Supplied text>

+--

It looks good on my ARM64 board:
Tested-by: Joel Fernandes (Google) <joel@joelfernandes.org>

Output of run:

tools/testing/selftests/rcutorture/bin/kvm.sh --allcpus --duration 2h --configs SRCU-P SRCU-N SRCU-T SRCU-U --trust-make
SRCU-N ------- 204135 GPs (28.3521/s) [srcu: g1765408 f0x0 total-gps=1765408] n_max_cbs: 150000
:CONFIG_HYPERVISOR_GUEST=y: improperly set
:CONFIG_KVM_GUEST=y: improperly set
SRCU-P ------- 105511 GPs (14.6543/s) [srcud: g884128 f0x0 total-gps=884128] n_max_cbs: 150000
:CONFIG_HYPERVISOR_GUEST=y: improperly set
:CONFIG_KVM_GUEST=y: improperly set
SRCU-T ------- 334055 GPs (46.3965/s) [srcu: g2638072 f0x0 total-gps=2638072] n_max_cbs: 50000
:CONFIG_HYPERVISOR_GUEST=y: improperly set
:CONFIG_KVM_GUEST=y: improperly set
:CONFIG_SMP: improperly set
:CONFIG_TINY_SRCU=y: improperly set
SRCU-U ------- 292738 GPs (40.6581/s) [srcud: g2349416 f0x0 total-gps=2349416] n_max_cbs: 50000
:CONFIG_HYPERVISOR_GUEST=y: improperly set
:CONFIG_KVM_GUEST=y: improperly set
:CONFIG_SMP: improperly set
:CONFIG_TINY_SRCU=y: improperly set
1 runs with build errors.

+--

Information shown>
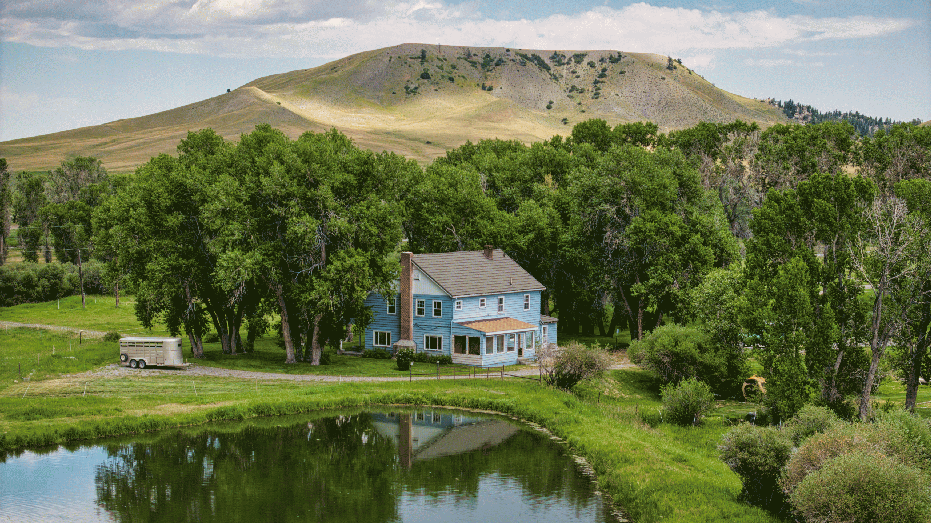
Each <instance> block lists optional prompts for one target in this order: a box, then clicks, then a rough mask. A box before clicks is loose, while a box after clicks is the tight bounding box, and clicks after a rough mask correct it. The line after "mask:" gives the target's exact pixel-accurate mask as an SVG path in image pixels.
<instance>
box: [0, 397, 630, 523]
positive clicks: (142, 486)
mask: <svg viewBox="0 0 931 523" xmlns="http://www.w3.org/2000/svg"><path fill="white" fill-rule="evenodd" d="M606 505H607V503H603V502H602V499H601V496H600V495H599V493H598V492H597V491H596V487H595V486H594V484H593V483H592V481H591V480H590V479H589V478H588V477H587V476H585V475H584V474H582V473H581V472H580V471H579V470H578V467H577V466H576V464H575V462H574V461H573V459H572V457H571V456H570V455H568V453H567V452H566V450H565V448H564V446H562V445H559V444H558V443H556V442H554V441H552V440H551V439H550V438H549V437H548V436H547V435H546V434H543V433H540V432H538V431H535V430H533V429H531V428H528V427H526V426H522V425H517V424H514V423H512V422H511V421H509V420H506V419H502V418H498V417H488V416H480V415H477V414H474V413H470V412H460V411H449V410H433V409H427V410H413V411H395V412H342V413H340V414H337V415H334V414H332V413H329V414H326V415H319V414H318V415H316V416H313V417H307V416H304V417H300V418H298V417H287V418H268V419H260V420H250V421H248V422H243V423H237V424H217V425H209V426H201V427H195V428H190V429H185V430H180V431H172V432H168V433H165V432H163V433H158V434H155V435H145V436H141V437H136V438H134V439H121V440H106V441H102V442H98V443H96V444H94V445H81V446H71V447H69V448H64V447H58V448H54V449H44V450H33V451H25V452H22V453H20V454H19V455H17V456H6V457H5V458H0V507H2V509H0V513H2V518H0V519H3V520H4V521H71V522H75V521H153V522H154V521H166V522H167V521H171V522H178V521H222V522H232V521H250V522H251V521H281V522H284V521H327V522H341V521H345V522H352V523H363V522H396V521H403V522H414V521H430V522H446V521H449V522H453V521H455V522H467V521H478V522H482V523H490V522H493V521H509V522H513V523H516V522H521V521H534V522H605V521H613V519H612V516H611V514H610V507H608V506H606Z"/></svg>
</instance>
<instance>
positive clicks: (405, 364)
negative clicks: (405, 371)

+--

Exercise>
Continue the ARM64 rcutorture test report, picking up after its final line.

Reply to the exercise>
That "build error" is actually perl doing this:

perl: warning: Please check that your locale settings:
perl: warning: Falling back to the standard locale ("C").

I think its harmless and the test did fine. It is just that my chroot is
missing some packages (I have run into this warning before).

The "improperly set" thingies are perhaps Kconfig on ARM64 setting some KVM
options slightly differently. I have seen that before as well on this board.

thanks,

 - Joel
Paul E. McKenney April 4, 2023, 2:09 p.m. UTC | #2
On Tue, Apr 04, 2023 at 01:57:41PM +0000, Joel Fernandes wrote:
> On Thu, Mar 30, 2023 at 03:47:02PM -0700, Paul E. McKenney wrote:
> > Hello!
> > 
> > This post-RFC series shrinks the srcu_struct structure to the bare minimum
> > required to support SRCU readers, relegating the remaining fields to a new
> > srcu_usage structure.  Statically allocated srcu_struct structures created
> > by DEFINE_SRCU() and DEFINE_STATIC_SRCU() have statically allocated
> > srcu_usage structures, but those required for dynamically allocated
> > srcu_struct structures that are initialized using init_srcu_struct()
> > are dynamically allocated.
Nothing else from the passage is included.